--- BEGIN ---

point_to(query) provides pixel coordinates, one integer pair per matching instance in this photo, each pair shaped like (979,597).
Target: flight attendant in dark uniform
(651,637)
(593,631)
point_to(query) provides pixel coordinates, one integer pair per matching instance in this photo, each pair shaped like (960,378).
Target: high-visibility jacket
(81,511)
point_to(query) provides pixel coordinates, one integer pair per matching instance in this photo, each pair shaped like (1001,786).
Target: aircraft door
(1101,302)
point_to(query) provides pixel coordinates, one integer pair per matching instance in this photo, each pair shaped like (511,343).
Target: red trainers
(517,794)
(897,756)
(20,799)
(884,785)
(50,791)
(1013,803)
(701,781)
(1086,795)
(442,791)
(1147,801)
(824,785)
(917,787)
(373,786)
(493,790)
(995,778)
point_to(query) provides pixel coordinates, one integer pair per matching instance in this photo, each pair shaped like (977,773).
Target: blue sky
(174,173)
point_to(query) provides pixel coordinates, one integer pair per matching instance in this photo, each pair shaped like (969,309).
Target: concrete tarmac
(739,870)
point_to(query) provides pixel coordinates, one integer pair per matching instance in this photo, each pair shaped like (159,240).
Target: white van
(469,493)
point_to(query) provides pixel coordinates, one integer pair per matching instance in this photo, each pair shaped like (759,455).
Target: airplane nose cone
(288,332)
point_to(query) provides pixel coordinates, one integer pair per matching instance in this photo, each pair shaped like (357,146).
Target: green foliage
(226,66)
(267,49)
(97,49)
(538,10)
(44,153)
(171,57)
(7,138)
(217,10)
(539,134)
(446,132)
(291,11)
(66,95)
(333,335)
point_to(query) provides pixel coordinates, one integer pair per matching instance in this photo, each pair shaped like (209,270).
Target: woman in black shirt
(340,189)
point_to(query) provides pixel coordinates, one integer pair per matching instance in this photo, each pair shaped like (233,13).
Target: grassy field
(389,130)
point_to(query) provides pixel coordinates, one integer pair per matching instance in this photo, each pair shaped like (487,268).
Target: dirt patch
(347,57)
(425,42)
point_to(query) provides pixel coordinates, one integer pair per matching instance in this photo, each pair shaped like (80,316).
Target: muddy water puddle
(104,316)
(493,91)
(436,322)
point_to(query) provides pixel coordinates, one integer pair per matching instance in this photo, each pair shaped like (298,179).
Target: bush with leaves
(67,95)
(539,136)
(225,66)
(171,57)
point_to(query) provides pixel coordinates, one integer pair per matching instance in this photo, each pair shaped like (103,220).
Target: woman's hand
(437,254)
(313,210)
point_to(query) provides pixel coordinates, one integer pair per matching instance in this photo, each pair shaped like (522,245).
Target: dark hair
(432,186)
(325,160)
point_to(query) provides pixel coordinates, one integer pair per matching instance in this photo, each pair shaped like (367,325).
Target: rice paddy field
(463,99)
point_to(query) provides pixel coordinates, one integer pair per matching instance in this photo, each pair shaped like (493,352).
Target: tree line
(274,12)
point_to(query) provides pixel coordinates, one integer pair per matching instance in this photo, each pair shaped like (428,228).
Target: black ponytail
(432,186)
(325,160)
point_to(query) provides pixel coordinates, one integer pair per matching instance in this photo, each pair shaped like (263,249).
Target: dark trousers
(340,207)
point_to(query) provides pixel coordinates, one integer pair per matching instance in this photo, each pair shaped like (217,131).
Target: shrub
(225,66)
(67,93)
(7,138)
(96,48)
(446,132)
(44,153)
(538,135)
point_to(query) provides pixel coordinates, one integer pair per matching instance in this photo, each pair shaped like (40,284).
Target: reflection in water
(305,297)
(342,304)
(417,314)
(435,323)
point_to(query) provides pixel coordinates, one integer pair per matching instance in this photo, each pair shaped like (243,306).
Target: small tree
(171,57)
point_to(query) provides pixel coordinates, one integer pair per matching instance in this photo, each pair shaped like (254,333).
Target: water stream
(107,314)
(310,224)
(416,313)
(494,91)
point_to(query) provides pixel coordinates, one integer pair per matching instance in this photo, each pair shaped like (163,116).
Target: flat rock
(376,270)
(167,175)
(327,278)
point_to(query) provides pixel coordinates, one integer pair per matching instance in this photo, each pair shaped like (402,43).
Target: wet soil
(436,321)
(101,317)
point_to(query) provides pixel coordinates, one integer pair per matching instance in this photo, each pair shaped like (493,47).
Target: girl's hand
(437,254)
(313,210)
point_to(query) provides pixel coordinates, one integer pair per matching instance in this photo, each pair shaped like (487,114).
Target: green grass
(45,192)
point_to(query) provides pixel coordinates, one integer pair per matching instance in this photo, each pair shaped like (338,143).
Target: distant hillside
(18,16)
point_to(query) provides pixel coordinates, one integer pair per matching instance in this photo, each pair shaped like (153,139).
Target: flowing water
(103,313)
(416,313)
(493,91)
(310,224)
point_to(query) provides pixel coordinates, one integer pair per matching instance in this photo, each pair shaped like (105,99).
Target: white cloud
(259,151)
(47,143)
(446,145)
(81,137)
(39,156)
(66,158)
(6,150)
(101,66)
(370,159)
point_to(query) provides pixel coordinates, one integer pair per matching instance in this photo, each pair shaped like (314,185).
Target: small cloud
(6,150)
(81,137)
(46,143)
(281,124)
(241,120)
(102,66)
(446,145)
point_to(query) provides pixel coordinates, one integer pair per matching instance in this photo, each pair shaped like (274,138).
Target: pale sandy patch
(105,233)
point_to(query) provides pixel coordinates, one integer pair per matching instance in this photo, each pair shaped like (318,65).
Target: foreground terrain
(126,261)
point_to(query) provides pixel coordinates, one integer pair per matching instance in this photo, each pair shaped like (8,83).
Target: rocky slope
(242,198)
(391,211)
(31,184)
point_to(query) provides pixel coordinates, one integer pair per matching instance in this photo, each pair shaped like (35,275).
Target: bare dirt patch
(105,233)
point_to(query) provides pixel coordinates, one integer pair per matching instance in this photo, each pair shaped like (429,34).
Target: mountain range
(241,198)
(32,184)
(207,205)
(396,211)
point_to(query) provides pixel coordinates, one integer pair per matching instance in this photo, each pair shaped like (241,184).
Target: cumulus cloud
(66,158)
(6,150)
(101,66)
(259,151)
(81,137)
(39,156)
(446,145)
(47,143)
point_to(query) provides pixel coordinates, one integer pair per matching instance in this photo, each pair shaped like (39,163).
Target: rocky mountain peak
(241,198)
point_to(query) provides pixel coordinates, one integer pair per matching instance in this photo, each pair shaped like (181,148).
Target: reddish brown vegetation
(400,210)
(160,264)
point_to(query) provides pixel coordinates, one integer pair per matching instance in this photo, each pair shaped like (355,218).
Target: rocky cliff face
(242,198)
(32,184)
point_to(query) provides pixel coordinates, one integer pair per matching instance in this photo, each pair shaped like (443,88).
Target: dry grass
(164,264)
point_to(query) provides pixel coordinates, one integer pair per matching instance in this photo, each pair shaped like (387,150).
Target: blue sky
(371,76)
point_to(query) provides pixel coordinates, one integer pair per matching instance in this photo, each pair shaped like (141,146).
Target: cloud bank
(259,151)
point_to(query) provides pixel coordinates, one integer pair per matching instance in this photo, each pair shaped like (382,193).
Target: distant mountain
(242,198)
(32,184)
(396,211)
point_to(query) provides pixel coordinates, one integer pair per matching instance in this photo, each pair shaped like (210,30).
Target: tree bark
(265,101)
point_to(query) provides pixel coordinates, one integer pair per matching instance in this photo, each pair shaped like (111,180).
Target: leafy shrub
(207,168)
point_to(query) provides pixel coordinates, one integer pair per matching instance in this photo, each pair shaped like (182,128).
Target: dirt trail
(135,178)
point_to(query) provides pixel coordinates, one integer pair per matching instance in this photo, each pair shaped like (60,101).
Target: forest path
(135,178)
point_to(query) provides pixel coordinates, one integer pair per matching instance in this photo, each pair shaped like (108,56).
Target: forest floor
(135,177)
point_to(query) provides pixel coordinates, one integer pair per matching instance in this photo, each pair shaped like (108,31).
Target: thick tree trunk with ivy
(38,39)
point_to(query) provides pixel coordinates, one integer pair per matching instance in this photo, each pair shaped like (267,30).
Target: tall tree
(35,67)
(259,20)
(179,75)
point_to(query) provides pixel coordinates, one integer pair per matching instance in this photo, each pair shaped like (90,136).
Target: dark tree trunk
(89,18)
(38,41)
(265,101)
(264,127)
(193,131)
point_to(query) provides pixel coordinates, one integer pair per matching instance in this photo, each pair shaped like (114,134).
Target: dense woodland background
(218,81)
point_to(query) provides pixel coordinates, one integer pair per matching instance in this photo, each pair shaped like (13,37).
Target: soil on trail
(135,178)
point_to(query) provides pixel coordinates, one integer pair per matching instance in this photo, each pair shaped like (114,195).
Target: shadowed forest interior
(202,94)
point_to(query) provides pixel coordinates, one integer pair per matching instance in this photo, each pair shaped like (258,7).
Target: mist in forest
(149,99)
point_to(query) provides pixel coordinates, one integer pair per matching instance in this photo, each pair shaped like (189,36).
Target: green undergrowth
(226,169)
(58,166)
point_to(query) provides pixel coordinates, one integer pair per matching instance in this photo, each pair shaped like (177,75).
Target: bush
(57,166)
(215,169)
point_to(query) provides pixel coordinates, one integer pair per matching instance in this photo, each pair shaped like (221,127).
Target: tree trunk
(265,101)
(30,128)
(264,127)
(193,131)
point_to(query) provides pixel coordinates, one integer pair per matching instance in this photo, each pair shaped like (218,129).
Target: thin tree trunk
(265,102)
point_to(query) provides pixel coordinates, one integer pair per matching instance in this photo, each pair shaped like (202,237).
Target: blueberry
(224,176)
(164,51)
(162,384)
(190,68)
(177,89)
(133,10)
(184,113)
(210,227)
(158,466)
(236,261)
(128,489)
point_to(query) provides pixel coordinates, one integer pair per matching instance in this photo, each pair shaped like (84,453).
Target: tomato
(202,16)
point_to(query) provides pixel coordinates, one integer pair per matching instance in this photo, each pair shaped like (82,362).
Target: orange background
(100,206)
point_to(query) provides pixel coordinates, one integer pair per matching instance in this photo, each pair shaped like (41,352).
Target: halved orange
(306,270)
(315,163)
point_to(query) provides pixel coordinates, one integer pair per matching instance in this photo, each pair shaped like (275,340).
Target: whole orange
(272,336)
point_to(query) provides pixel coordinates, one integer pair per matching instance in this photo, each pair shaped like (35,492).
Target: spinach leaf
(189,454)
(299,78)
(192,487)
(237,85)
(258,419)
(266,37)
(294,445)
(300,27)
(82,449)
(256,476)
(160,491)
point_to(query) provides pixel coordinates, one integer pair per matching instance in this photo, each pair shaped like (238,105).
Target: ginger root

--- END ---

• THE TASK:
Reproduce exactly the lines from the one with "shaped like (41,352)." through the end of the entries above, both ends included.

• SOLVED EXERCISE:
point_to(query) provides pixel coordinates, one integer pair per matching instance in this photo, each pair shaped like (41,352).
Target: halved orange
(306,270)
(315,163)
point_to(query) provides pixel coordinates, one integer pair per matching instance in this photo, each pair shaped like (275,340).
Target: whole orange
(272,336)
point_to(query) provides pixel coordinates, one integer pair per matching instance in this photo, each pair shaped like (35,492).
Target: spinach leaf
(189,454)
(299,78)
(192,487)
(237,85)
(258,419)
(266,37)
(294,445)
(300,27)
(82,449)
(256,476)
(160,491)
point_to(query) provides pixel coordinates, one integer pair per matching instance in this photo, each pair shaped like (238,105).
Target: ginger root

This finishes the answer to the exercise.